───── Texto para leitura
DOENÇAS
 

O prefeito de São Paulo, Bruno Covas, de 40 anos, enfrenta dois combates: contra um câncer, há alguns meses, e contra a pandemia do novo coronavírus, que castiga duramente a capital econômica do país. 


Do seu gabinete, onde instalou sua cama e uma mesa de cabeceira para evitar deslocamentos em razão do seu estado de saúde, Covas declara estar 24 horas disponível para atender a crise que ocorre na capital que governa, com uma população de 12,2 milhões de pessoas.  


Foi diagnosticado com câncer no ano passado. Dois tumores, na cárdia e fígado, desapareceram com quimioterapia. Para o terceiro, nos gânglios linfáticos, começou a ser tratado com imunoterapia em 26 de fevereiro, quando São Paulo registrava o primeiro caso da COVID-19 no país. 


"Não cogitei sair (da prefeitura) porque em nenhum momento os médicos apontaram a necessidade disso", disse Covas em entrevista à AFP em uma das salas situadas na sede do governo.


Sua magreza, a ausência de cabelos que começam a crescer e a palidez de sua face retratam sua luta pessoal contra o câncer. Vestido de preto e com uma máscara facial bem ajustada, ele responde à entrevista de forma sucinta e concreta.


Reconhece sua frustração com a relutância dos paulistanos em respeitar as medidas de confinamento, apesar do novo coronavírus já ter deixado mais de 4.000 mortos em sua cidade, de um total de mais de 21.000 no país, além de mais de 40.000 casos de contágio (330.890 nacionalmente). 


"Mas ao mesmo tempo é gratificante falar que 6 milhões de pessoas respeitam (as medidas de confinamento)", afirma Covas, em menção às estimativas de um índice de isolamento de 50% em todo o país, desde a quarentena iniciada no último 24 de março.
──────────
───── Extratos de dados
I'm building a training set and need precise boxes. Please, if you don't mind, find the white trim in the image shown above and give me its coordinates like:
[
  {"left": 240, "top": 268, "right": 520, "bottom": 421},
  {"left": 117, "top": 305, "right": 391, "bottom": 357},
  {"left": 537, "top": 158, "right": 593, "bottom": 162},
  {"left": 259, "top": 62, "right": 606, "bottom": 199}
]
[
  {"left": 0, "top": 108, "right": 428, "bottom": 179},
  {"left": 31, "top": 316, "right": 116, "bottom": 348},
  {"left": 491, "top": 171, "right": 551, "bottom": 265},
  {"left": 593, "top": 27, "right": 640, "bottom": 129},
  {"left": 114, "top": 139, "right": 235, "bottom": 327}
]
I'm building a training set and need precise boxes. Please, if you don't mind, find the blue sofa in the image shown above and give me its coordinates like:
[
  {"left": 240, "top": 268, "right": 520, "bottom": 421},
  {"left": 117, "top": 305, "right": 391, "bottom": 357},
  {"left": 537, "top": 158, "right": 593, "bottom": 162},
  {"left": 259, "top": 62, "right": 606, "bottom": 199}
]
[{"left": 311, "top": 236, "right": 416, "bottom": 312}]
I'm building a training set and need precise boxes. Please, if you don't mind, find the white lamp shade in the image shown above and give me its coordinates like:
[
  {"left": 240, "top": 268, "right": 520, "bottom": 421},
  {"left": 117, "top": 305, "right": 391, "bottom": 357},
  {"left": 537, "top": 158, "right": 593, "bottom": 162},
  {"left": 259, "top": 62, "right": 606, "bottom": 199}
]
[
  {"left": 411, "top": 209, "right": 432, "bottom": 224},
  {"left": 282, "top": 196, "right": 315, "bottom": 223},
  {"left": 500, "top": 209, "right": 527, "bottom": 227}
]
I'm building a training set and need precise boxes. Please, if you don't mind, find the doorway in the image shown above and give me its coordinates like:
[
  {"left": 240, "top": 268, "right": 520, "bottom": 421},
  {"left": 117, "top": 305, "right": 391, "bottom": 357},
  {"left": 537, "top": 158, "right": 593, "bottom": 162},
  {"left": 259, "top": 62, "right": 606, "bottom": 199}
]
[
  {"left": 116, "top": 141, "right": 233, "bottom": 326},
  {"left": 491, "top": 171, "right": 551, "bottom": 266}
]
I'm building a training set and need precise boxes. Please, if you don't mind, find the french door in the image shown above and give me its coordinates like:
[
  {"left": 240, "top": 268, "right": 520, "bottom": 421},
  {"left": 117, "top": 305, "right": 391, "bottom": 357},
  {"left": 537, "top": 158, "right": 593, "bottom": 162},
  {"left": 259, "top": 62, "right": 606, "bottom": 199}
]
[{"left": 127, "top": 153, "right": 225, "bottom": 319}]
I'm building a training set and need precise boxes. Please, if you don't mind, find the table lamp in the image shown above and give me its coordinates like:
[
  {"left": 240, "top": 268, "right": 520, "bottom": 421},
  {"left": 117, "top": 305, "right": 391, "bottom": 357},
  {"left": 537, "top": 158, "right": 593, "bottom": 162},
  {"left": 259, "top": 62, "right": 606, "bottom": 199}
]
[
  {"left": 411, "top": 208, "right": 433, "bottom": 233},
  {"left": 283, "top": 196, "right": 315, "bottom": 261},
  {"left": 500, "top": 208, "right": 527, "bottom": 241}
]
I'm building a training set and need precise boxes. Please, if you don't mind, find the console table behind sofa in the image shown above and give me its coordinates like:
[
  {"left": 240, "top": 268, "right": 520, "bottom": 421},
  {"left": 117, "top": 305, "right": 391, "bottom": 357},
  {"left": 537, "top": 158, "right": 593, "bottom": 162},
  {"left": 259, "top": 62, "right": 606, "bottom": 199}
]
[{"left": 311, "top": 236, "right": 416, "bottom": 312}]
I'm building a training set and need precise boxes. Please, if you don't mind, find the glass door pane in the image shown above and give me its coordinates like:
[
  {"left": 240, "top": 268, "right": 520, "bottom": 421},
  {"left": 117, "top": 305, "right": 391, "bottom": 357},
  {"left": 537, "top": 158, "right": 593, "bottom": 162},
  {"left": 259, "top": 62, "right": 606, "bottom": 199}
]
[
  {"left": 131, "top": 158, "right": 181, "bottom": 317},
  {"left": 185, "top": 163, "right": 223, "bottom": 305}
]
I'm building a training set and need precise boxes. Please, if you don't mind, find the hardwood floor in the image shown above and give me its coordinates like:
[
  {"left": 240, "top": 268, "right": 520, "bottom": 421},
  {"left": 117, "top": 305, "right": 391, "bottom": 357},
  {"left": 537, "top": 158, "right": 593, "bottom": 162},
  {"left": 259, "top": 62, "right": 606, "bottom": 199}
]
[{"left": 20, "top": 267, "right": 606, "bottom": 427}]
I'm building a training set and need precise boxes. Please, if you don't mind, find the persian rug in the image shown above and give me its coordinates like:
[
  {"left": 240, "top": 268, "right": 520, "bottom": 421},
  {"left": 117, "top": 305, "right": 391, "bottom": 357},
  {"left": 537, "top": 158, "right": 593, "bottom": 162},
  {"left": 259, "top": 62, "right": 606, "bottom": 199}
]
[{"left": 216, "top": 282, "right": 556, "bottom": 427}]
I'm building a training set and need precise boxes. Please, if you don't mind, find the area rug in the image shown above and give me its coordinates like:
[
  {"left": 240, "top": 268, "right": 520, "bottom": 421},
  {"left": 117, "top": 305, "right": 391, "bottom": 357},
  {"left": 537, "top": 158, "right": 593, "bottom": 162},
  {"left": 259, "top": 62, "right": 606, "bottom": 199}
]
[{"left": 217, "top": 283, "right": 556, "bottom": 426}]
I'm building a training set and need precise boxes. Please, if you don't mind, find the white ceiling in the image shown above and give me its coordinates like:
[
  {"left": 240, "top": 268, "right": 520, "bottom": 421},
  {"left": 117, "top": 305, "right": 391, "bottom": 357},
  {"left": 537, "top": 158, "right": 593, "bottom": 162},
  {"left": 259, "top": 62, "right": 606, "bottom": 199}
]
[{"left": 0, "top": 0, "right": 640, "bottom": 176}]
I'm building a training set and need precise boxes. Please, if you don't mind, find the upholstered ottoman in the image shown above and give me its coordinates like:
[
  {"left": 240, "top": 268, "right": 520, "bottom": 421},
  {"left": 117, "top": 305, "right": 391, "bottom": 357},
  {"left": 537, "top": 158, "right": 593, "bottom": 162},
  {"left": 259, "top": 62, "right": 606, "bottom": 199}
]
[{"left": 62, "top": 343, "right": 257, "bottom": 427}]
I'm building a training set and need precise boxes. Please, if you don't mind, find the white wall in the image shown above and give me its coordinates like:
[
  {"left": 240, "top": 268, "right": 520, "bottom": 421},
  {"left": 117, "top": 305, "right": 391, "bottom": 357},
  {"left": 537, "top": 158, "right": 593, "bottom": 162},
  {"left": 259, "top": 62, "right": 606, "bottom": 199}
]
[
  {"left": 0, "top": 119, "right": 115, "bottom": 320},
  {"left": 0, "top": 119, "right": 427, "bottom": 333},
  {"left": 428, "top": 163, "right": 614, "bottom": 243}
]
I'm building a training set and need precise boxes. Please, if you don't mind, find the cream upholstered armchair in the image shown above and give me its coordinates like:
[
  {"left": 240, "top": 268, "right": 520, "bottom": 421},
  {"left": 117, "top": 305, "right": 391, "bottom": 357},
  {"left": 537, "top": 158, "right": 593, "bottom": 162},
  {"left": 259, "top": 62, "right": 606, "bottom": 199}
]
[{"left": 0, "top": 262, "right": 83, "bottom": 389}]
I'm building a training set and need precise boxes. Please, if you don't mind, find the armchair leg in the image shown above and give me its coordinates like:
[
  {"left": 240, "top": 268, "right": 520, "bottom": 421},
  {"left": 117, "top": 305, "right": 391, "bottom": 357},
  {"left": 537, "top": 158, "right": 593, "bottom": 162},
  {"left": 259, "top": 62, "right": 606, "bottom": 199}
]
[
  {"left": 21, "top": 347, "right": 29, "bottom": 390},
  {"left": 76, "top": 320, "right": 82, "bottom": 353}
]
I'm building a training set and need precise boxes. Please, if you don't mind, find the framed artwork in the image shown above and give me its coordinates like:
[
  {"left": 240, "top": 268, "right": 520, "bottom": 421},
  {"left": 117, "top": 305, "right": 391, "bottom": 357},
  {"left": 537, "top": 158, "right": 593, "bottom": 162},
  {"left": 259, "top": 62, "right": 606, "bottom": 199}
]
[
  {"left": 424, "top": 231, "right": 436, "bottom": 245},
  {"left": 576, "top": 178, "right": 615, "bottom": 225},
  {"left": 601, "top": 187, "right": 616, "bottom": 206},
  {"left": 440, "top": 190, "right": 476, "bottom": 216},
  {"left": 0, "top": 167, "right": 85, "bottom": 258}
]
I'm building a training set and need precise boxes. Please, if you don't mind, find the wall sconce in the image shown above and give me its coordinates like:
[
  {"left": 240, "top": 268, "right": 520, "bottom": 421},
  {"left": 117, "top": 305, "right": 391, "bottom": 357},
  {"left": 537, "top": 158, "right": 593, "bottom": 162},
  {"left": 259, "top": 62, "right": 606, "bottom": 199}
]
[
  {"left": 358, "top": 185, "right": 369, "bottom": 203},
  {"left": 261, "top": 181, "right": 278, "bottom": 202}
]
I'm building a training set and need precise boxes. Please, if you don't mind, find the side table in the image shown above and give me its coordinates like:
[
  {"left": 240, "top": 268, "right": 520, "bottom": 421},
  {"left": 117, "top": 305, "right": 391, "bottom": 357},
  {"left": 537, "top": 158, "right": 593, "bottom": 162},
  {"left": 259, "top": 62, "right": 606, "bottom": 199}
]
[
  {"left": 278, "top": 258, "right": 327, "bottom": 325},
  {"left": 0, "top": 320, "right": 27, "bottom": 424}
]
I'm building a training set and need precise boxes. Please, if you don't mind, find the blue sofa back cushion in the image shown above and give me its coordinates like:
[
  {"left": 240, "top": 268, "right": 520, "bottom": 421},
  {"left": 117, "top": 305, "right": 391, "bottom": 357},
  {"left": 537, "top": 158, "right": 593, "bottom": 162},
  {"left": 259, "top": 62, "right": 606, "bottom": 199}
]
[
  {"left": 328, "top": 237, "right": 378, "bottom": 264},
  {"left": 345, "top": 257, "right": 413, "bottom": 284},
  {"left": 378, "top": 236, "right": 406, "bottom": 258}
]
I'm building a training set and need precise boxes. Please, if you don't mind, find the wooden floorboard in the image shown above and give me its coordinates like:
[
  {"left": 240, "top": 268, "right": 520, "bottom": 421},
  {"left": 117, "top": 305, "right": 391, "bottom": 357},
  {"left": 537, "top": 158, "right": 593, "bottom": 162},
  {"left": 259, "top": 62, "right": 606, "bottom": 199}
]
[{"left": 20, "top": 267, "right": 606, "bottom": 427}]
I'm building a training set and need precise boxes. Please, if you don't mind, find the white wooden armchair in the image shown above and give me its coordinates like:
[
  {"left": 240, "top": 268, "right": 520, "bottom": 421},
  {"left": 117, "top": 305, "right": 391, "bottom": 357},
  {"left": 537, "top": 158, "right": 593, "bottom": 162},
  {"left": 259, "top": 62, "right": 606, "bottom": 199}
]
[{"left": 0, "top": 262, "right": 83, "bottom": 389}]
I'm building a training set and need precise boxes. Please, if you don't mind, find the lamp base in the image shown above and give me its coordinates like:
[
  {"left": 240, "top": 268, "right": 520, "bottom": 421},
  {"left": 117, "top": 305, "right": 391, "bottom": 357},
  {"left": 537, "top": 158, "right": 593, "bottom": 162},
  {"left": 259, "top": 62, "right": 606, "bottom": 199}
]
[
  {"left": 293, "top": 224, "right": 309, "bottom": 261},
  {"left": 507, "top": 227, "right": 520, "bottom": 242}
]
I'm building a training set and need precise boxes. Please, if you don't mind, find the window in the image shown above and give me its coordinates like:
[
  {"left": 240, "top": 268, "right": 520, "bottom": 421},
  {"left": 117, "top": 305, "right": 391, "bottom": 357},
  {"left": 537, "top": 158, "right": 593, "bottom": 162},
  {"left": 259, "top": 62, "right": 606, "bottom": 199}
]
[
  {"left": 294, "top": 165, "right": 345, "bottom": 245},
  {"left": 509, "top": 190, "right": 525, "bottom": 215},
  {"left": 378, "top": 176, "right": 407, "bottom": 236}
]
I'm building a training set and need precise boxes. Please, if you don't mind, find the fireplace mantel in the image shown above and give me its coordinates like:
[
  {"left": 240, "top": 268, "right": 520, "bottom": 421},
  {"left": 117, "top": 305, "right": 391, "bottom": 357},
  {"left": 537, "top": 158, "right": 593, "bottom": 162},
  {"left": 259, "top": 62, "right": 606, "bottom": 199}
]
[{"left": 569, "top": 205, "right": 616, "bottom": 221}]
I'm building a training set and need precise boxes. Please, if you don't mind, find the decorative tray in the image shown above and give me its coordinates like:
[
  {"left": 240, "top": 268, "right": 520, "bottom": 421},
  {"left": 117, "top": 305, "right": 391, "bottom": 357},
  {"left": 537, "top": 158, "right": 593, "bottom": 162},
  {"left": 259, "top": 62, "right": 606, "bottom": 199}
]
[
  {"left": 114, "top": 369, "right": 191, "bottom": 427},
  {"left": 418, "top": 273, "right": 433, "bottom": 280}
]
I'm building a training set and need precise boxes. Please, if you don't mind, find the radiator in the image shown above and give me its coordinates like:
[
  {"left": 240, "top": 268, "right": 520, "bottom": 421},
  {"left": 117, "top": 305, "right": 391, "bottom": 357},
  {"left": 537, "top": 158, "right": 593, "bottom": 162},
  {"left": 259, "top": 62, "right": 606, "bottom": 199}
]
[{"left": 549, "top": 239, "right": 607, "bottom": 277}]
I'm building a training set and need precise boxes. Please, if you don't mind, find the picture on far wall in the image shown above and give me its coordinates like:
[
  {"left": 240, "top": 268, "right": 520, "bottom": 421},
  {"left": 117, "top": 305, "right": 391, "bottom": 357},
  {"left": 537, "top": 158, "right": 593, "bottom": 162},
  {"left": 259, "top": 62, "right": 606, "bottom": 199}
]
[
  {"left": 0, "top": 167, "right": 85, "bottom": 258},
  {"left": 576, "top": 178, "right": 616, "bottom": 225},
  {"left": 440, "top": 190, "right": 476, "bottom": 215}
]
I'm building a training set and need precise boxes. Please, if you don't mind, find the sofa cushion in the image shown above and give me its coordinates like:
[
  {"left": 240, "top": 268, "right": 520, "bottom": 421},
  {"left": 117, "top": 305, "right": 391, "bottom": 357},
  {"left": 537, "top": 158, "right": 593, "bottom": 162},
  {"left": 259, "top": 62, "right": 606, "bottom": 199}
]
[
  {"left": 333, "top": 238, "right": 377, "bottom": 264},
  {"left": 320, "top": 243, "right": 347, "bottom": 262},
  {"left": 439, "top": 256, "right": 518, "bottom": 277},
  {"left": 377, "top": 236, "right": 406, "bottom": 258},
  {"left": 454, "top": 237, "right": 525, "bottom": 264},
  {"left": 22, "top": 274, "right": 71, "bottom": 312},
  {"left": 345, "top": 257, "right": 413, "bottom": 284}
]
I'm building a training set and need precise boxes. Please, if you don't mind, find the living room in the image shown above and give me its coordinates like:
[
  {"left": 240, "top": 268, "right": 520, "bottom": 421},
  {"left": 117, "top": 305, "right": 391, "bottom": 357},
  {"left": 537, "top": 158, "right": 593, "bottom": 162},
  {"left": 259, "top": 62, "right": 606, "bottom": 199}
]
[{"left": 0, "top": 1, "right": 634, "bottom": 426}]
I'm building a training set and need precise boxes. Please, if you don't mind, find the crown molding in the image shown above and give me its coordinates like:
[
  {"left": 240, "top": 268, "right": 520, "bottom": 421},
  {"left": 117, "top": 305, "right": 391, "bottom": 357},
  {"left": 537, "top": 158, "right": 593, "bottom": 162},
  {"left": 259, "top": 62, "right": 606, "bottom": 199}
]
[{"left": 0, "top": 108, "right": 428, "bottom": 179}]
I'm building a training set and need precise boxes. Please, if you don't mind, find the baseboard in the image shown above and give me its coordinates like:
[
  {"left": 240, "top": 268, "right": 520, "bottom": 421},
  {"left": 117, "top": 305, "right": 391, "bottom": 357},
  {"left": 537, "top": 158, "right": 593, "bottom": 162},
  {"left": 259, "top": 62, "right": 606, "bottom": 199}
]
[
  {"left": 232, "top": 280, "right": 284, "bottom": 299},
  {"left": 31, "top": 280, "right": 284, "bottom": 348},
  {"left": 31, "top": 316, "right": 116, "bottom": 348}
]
──────────
» Instruções da tarefa
Atualize o trecho do texto sobre o prefeito Bruno Covas que se inicia com as palavras "Sua magreza, a" e vai até "contágio (330.890 nacionalmente).", substituindo "relutância" por "resistência". As linhas constituem material separado do texto.

» Resultado
Sua magreza, a ausência de cabelos que começam a crescer e a palidez de sua face retratam sua luta pessoal contra o câncer. Vestido de preto e com uma máscara facial bem ajustada, ele responde à entrevista de forma sucinta e concreta.


Reconhece sua frustração com a resistência dos paulistanos em respeitar as medidas de confinamento, apesar do novo coronavírus já ter deixado mais de 4.000 mortos em sua cidade, de um total de mais de 21.000 no país, além de mais de 40.000 casos de contágio (330.890 nacionalmente).